| Task instructions |
A – In the article on OpenAI and the Tumbler Ridge shooting, how long before the attack did OpenAI ban and flag the shooter's ChatGPT account?
B – Resume the article on OpenAI's safety commitments to Canada, picking up right after its last sentence.

== Selected text

Canada says OpenAI Chief Executive Sam Altman agreed to take immediate steps to strengthen safety protocols regarding notifying police about potentially suspicious use of the company's ChatGPT chatbot. The commitment follows a tragic shooting in Tumbler Ridge, B.C., where the suspect had maintained a ChatGPT account that the company flagged internally but never reported to authorities.
Evan Solomon met virtually for a half-hour with OpenAI head Sam Altman on Wednesday afternoon. During their discussion, Solomon pressed for concrete commitments rather than vague pledges. Solomon said Altman agreed to include Canadian experts in mental health and law within OpenAI's safety office, where the company assesses threats and whether or not to inform police.
The specific failures that prompted the meeting are significant. The shooter's ChatGPT account was banned and flagged internally by OpenAI eight months before the attack, but despite the account's posts about gun violence, the company chose not to inform police until after the killings. When examined under OpenAI's stated internal criteria at the time, the company concluded the account's activity did not meet the threshold for law enforcement notification.
Altman also confirmed the company would apply its new safety standards retroactively and review previously flagged cases, which will determine whether additional incidents that would have been referred to law enforcement under OpenAI's new safety standards were missed, and ensure they are promptly reported to the RCMP.
From a regulatory standpoint, Canada's approach reflects tension between two legitimate concerns. Solomon acknowledged that "the companies are the ones in charge of these interactions, we don't have access... Obviously we can't monitor these. How do we keep Canadians safe? By making sure their safety protocols are more rigorous, transparent and available to Canadians, and putting options on the table so we can keep Canadians safe from a regulatory framework."

====
== Dataset entries

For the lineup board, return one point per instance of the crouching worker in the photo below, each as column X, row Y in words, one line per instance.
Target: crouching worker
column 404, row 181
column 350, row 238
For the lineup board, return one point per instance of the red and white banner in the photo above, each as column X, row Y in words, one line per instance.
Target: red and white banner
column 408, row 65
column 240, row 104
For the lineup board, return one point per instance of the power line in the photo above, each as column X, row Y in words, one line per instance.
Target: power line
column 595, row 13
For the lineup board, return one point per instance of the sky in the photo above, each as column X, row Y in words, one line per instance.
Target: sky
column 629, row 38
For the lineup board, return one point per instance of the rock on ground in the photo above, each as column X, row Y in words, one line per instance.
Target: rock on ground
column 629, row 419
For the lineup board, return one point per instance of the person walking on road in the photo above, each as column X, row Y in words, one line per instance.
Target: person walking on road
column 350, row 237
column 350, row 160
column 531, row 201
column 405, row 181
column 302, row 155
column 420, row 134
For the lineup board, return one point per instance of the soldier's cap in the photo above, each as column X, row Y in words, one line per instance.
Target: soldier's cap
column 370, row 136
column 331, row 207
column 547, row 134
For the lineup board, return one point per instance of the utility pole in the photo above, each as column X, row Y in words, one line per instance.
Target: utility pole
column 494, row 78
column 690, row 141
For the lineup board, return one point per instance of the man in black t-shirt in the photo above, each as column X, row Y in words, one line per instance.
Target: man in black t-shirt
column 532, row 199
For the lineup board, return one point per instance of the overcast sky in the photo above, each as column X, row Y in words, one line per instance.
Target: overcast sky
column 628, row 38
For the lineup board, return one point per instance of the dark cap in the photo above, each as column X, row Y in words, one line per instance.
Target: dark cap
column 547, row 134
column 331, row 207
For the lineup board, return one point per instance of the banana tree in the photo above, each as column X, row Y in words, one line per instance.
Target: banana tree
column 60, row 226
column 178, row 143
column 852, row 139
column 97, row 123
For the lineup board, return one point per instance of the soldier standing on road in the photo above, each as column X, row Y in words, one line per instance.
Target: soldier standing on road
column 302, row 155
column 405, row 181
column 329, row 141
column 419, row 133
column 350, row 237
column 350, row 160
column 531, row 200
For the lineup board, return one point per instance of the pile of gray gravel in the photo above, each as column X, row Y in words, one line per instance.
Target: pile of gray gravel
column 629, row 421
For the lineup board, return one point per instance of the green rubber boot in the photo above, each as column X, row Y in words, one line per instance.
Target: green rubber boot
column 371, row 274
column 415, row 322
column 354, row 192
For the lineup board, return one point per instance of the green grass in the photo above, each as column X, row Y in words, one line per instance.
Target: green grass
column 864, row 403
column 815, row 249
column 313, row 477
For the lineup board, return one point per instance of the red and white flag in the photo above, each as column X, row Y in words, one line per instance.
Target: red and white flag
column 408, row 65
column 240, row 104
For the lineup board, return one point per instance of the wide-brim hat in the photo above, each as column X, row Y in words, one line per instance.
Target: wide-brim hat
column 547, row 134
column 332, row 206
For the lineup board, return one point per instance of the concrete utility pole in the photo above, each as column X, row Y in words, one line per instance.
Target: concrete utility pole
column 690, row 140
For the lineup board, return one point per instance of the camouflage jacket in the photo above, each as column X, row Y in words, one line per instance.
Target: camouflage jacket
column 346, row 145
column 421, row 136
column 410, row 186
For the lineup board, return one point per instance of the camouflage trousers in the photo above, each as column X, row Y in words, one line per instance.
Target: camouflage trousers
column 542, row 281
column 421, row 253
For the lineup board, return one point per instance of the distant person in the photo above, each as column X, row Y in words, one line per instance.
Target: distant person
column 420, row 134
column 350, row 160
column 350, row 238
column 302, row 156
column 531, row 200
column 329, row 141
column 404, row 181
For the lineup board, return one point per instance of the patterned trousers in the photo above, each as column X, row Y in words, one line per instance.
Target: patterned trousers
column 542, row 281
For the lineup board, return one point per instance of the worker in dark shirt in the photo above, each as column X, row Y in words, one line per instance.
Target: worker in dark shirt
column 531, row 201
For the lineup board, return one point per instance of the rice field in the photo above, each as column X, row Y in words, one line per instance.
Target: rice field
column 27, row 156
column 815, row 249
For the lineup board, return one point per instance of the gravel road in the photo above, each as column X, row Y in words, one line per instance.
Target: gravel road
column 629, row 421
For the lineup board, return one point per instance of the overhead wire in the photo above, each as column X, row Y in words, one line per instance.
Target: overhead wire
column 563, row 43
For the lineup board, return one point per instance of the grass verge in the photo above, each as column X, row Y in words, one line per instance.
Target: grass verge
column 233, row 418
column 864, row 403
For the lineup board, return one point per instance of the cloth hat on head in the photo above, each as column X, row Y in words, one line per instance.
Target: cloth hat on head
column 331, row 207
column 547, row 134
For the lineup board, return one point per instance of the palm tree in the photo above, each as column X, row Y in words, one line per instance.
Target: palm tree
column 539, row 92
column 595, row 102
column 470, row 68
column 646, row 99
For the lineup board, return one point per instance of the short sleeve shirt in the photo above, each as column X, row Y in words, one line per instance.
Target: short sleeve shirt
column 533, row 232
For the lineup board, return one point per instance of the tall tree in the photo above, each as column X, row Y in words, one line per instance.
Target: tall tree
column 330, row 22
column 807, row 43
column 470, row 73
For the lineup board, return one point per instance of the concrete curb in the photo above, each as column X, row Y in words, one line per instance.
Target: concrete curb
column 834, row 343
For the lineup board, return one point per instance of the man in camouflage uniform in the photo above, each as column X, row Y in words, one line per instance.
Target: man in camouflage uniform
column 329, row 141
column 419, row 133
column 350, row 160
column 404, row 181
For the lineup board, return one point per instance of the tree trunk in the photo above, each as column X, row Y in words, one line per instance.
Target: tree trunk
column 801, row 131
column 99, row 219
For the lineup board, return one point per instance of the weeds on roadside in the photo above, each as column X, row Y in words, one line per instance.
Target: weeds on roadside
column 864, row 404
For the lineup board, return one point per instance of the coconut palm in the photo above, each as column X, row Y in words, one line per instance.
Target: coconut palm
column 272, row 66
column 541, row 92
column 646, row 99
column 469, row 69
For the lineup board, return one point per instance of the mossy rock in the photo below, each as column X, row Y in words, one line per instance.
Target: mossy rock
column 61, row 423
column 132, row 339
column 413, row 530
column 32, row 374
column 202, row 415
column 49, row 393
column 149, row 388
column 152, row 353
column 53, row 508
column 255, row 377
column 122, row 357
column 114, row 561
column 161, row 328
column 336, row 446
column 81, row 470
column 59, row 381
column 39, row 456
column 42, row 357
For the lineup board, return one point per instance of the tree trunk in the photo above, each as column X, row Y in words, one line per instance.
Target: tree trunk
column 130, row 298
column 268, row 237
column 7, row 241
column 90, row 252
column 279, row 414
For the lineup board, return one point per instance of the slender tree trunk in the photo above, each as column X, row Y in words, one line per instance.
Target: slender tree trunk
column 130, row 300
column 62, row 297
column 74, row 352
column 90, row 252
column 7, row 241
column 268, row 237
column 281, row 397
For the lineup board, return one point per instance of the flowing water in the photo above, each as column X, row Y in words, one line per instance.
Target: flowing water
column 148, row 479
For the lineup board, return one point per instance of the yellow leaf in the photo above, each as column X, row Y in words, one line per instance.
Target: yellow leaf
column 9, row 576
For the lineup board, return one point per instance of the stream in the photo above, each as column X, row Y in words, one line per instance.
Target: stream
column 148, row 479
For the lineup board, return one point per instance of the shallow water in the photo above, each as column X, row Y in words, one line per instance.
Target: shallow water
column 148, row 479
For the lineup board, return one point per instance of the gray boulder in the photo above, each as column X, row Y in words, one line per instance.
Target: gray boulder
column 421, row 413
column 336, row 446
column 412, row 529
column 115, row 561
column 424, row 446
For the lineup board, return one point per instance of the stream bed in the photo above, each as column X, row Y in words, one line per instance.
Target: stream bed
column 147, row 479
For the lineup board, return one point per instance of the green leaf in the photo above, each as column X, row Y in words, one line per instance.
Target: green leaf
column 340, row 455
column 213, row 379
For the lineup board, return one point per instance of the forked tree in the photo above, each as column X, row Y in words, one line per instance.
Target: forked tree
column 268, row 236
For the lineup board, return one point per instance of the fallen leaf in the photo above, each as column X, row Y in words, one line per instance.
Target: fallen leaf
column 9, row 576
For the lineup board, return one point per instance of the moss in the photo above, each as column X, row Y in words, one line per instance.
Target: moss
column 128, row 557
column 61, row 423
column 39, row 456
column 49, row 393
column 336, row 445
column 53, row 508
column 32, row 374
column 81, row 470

====

| Responses in order |
A – Eight months before the attack.

B –
Yet there is merit to caution about expanding law enforcement reporting obligations. As one analysis notes, the response "cannot simply be to require companies to monitor and report private conversations to law enforcement." Privacy experts contend that any new regulatory measures must not violate individuals' privacy rights and should focus on "ensuring there is full disclosure of user safety policies and how they are implemented and enforced."
Solomon also requested OpenAI allow experts from the Canadian AI Safety Institute, a federal body within his department, be allowed to do a full, detailed assessment of the company's new safety protocols. This oversight mechanism offers a pragmatic middle path: rather than prescriptive legislation, embedding Canadian expertise within OpenAI's decision-making process creates accountability whilst preserving the company's operational autonomy.
The Tumbler Ridge incident exposes a real gap in the current architecture of AI governance. Voluntary corporate commitments have failed. Solomon has said "all options are on the table," but no specific legislative measures have been announced. The question now is whether Solomon's consultative approach and OpenAI's willingness to incorporate external expertise can provide sufficient safeguards, or whether Canada will ultimately require statutory minimum thresholds for threat reporting.